Copy the items from the very first line through the line containing "x=517 y=131", both included, with every request kept. Multiply each coordinate in the answers by 0.35 and round to the nearest whole number, with halves rounded up.

- - - -

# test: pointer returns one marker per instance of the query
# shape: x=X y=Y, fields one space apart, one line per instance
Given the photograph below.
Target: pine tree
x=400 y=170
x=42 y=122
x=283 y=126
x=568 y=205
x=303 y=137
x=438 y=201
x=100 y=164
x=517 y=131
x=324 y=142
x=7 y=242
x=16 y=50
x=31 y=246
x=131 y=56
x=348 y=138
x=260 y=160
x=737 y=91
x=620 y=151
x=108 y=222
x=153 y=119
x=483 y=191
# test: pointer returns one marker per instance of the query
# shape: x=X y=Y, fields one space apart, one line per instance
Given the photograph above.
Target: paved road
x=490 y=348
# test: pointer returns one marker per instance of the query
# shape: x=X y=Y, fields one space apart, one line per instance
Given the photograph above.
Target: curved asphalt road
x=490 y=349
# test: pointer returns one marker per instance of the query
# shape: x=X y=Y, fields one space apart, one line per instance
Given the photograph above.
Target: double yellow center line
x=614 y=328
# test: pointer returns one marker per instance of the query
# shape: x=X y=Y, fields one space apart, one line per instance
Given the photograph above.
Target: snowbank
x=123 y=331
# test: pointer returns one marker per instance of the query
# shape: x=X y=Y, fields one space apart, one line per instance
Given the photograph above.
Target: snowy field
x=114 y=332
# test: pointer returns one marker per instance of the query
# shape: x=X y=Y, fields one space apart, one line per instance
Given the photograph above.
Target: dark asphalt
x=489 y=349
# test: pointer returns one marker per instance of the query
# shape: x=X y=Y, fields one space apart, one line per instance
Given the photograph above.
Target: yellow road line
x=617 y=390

- - - -

• [Result for this task]:
# test: pointer returns one marker per instance of the query
# shape: x=X y=Y, fields one space apart, one line per instance
Given the photograph below.
Target: pine tree
x=140 y=60
x=15 y=43
x=99 y=44
x=199 y=72
x=106 y=48
x=153 y=70
x=35 y=57
x=181 y=46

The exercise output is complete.